Verilen görev A:
Antik kentleri anlatan metin parçasına göre Strabon'un kayıtları Kibyralıların aslen nereli olduğunu söyler?
Verilen görev B:
Antik kentleri anlatan metin parçasını son cümlesinden sonra devam ettirin.

Seçilen metin parçası:

+--

Kentin gözetleme kulesinden sonra en üst seviyedeki bir diğer yapısı MS 1. yüzyılda inşa edilen stadion. Bir alttaki terasta, bölgenin ufak fakat en iyi korunmuş tiyatrosu yer alıyor. En alttaki terasta ise agora ve meclis binası işlevi de veren odeon bulunuyor.

4- Kibyra Antik Kenti, Burdur.

Kibyra Antik Kenti. C: Şükrü Özüdoğru

Strabon’un kayıtlarına göre, Kibyralılar aslen Lidyalı olup buradan göç ederek Kabalis bölgesine gelmişler ve yaklaşık MÖ 4.-3. yüzyıllarda tekrar yerleşim alanlarını değiştirerek bugünkü Burdur’un Gölhisar ilçesinde büyük bir kent kurmuşlardı.

+--

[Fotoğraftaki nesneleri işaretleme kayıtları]
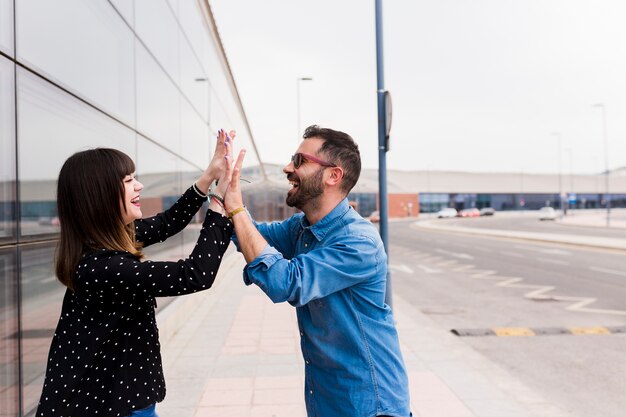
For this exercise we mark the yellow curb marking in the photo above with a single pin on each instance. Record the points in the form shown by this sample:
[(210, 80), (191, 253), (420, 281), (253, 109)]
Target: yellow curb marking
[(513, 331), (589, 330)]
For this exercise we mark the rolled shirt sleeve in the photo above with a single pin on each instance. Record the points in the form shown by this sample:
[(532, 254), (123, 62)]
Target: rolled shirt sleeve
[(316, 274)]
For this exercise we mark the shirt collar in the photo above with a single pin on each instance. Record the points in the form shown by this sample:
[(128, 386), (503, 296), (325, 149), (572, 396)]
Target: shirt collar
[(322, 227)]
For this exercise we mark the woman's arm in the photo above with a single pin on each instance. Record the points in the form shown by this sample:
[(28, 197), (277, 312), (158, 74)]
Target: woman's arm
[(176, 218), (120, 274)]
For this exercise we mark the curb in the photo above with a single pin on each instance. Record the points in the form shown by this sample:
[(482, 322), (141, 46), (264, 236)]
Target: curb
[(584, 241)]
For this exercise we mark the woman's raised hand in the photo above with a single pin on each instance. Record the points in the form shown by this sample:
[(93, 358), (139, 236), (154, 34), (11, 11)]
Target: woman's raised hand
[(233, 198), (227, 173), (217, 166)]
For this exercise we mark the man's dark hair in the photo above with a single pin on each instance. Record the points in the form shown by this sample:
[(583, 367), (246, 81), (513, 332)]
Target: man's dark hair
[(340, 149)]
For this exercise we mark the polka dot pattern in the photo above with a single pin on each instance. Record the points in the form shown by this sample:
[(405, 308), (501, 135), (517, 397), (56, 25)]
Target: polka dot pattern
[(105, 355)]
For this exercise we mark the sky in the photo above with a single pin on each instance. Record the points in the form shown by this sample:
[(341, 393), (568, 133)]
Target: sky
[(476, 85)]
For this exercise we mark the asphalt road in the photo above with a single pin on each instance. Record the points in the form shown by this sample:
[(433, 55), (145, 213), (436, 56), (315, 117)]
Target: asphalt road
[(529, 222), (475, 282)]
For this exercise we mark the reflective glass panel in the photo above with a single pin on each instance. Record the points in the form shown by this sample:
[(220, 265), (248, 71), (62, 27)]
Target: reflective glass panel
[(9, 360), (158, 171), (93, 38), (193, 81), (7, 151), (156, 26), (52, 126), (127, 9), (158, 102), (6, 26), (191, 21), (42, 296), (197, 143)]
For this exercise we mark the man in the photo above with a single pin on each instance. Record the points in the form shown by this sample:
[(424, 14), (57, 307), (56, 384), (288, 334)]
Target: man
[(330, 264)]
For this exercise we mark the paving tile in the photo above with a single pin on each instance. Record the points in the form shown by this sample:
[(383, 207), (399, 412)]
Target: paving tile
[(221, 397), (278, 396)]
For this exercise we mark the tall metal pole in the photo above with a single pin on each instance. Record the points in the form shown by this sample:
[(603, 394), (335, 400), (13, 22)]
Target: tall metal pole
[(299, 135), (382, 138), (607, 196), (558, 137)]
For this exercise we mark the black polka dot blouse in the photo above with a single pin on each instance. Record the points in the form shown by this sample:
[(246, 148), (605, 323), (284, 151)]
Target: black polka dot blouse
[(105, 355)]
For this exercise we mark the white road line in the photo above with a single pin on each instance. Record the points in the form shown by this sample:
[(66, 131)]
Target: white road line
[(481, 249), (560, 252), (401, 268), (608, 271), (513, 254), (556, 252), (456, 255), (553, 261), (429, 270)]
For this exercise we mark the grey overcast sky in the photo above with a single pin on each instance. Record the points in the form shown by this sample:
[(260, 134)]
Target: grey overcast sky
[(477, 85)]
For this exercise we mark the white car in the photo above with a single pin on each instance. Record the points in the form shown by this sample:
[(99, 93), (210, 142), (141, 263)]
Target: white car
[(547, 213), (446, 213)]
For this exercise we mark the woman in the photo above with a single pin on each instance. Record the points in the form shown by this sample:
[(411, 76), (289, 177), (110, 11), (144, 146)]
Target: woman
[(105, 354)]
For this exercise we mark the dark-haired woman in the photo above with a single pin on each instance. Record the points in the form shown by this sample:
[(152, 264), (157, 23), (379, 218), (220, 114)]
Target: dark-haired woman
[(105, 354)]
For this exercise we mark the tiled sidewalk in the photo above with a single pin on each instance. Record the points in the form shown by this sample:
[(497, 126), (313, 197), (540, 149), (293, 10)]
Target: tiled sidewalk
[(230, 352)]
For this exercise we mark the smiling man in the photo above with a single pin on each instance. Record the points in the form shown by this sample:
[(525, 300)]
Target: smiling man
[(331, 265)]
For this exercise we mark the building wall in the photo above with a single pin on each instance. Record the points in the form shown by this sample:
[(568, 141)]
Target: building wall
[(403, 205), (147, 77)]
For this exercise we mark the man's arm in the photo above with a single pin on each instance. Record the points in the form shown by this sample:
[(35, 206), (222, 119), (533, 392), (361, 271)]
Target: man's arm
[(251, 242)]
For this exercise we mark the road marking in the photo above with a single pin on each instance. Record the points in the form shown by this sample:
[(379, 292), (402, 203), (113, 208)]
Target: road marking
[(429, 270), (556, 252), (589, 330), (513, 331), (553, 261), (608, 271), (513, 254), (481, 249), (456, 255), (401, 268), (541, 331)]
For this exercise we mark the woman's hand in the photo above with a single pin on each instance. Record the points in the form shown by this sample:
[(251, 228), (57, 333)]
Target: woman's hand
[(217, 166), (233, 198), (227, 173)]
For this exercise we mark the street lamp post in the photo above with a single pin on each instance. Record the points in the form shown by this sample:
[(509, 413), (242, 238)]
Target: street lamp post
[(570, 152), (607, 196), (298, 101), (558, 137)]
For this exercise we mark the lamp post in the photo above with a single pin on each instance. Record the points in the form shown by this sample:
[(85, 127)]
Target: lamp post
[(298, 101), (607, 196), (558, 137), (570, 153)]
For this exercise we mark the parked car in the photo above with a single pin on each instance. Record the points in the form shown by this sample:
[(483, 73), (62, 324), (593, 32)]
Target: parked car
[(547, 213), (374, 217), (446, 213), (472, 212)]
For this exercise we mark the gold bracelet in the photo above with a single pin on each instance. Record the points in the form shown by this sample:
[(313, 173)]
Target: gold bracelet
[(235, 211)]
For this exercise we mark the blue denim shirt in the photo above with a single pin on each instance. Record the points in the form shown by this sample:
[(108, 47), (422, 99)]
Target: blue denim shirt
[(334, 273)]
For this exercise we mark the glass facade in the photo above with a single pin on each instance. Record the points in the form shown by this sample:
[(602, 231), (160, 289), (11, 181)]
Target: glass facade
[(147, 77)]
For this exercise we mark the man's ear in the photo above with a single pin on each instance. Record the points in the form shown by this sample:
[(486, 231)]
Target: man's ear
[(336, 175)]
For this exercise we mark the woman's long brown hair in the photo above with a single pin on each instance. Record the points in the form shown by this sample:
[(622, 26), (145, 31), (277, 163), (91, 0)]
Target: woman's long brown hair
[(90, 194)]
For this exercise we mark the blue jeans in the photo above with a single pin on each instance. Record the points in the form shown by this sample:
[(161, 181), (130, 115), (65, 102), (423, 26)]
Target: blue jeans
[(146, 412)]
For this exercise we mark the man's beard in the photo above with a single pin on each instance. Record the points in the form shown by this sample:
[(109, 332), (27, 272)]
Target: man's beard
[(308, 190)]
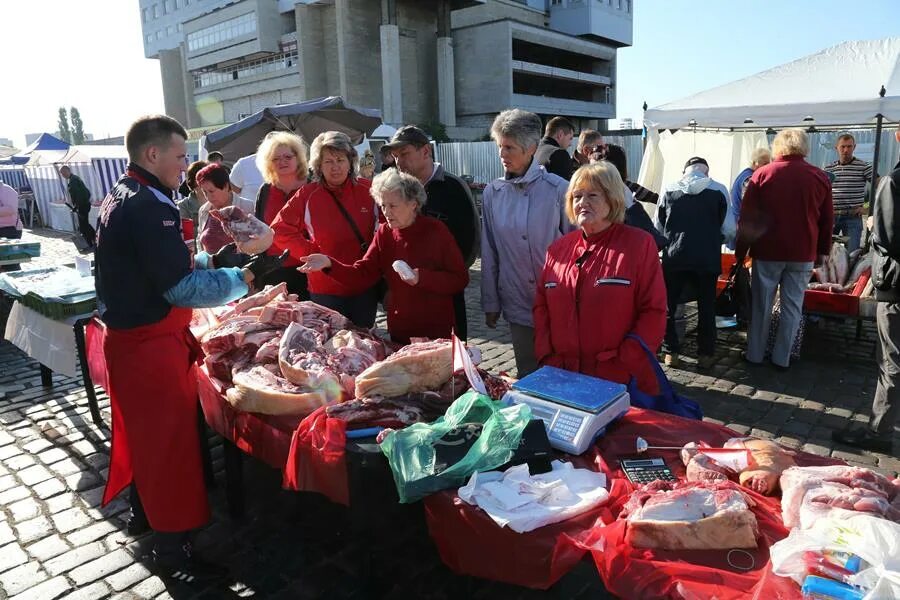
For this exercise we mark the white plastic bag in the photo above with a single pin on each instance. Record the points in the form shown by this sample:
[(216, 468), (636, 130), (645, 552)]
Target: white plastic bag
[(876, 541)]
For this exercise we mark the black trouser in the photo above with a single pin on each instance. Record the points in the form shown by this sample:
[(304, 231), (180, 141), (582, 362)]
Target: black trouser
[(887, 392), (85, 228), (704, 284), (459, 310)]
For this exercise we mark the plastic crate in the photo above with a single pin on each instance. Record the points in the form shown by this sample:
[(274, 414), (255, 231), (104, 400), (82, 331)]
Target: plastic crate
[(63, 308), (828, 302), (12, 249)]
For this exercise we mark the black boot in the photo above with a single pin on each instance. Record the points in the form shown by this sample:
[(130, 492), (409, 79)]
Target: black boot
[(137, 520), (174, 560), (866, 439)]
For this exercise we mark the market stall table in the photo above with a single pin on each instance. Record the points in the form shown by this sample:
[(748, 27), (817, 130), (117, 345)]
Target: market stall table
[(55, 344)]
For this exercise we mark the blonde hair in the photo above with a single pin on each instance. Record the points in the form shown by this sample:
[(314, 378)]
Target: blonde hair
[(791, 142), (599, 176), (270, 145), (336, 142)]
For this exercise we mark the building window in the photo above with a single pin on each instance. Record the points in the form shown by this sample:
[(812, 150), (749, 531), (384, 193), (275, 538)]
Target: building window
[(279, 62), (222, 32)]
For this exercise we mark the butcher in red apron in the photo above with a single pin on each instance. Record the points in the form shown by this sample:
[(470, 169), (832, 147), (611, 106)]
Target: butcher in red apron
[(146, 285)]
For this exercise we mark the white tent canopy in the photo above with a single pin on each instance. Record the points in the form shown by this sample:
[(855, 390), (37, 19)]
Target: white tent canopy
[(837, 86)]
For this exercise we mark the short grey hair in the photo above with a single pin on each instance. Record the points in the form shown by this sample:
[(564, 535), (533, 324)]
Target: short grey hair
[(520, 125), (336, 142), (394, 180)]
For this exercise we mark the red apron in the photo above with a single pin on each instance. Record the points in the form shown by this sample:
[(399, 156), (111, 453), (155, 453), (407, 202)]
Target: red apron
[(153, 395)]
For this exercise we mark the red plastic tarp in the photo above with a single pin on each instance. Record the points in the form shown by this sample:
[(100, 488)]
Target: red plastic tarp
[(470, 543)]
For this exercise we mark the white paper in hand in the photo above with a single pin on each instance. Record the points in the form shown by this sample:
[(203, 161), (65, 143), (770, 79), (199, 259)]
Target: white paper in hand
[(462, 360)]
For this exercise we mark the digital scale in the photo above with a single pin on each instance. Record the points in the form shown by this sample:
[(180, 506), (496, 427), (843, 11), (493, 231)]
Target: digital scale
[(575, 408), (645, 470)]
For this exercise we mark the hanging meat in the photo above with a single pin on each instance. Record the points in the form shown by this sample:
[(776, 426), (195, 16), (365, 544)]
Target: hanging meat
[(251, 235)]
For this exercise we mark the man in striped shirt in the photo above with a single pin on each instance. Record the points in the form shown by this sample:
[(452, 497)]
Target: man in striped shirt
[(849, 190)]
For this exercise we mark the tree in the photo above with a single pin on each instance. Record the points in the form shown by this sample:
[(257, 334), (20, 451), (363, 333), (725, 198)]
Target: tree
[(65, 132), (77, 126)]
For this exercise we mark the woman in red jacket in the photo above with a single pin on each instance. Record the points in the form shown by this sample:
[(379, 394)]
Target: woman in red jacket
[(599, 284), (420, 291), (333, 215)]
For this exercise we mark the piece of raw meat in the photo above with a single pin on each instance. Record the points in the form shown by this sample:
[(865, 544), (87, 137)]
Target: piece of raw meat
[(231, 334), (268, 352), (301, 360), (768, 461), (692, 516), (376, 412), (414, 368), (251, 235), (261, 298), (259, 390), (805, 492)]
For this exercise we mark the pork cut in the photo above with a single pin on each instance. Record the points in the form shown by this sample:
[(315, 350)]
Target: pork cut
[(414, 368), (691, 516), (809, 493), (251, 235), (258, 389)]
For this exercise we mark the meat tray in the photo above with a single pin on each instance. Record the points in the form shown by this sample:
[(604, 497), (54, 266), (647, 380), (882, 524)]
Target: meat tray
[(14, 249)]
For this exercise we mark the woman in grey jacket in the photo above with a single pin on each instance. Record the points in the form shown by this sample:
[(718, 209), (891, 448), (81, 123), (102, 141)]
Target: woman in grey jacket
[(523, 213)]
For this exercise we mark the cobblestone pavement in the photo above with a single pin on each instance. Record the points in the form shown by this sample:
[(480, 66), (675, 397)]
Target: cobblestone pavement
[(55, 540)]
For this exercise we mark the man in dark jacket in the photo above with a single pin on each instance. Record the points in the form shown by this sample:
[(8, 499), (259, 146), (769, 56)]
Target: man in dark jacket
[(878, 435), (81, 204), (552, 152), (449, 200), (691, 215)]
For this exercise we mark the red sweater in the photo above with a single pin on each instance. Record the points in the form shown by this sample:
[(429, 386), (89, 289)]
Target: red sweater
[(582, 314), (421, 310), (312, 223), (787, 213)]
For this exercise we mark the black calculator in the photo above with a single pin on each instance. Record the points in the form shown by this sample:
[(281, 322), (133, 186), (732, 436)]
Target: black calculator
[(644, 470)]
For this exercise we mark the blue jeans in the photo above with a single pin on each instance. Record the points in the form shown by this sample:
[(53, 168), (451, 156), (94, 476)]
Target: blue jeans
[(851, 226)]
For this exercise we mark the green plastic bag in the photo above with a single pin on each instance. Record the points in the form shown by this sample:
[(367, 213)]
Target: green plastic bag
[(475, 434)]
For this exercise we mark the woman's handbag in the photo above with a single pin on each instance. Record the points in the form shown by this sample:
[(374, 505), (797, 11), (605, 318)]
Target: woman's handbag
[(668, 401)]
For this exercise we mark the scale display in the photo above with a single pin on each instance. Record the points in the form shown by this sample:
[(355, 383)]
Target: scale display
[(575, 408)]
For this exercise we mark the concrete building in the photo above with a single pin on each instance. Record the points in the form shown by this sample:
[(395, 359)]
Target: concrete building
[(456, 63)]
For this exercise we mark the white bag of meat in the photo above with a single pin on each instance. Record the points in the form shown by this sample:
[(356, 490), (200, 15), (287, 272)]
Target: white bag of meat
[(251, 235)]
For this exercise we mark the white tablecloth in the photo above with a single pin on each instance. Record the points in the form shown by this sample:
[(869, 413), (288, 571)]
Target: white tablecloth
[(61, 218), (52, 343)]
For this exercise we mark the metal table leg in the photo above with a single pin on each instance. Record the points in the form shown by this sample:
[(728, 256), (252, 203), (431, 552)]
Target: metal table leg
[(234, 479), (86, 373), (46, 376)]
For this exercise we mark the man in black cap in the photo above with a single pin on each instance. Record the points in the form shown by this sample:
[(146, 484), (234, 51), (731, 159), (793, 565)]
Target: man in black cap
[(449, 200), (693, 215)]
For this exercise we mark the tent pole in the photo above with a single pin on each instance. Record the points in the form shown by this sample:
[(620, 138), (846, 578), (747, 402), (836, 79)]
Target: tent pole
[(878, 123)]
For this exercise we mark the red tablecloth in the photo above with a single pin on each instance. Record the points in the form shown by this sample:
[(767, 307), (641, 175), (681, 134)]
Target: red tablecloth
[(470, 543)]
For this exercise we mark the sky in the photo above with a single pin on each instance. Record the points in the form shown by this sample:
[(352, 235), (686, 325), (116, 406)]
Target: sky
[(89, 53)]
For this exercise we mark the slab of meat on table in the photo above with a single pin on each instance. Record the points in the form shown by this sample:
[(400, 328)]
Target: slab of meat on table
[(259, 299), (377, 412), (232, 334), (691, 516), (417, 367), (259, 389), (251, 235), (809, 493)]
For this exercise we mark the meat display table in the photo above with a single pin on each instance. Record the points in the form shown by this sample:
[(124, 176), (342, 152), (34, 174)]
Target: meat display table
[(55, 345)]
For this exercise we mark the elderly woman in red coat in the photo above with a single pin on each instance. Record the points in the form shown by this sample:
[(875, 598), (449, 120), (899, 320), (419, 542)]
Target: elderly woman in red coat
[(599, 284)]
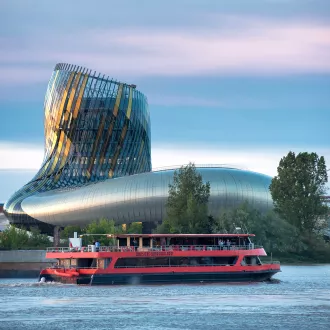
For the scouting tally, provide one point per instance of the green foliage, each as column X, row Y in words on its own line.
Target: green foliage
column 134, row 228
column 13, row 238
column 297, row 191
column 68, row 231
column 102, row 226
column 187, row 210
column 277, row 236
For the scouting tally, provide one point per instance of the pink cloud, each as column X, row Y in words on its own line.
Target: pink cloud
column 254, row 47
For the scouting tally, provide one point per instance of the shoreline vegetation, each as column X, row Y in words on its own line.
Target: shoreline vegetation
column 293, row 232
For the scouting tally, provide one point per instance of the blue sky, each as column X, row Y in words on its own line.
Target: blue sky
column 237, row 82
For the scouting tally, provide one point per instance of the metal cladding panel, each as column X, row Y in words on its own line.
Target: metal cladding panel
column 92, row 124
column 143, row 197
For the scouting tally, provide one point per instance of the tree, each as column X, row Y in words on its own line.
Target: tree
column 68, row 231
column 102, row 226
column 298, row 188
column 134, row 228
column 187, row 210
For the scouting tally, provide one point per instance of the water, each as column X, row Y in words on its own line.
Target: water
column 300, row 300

+--

Beklenen yanıt A:
Kibyralılar aslen Lidyalıdır.

Beklenen yanıt B:
Militarist karakteriyle öne çıkan Kibyra, stadyumu, odeonu, tiyatrosu, meclis binası, agorası ile oldukça önemli bir antik kent. 195 m uzunluğundaki Stadion, Anadolu’daki en büyük ve en iyi korunan stadyumlar arasında yer alıyor ve yaklaşık 10.000 seyirci kapasitesine sahip. MÖ 1. yüzyıldan itibaren stadyumunda gladyatörlere gösteri yaptırılan antik kentteki kazılarda üzerinde gösteri dövüşlerinin canlandırıldığı çok sayıda gladyatör frizleri bulundu. “Gladyatörler şehri” olarak da bilinen kentin stadyumuna doğru nekropol alanından geçen anıtsal bir yol üzerinde gladyatörlere ait mezarlar bulunuyor.

Aynı zamanda Kibyra Odeon’unun orkestra bölümünü süsleyen ve “Opus Sectile” tekniği ile ince mermer plakalarla yapılmış yaklaşık 2.000 yıllık Medusa mozaiği dünyada benzersiz.

5- Uzuncaburç (Diocaesarea-Olba) Antik Kenti, Mersin.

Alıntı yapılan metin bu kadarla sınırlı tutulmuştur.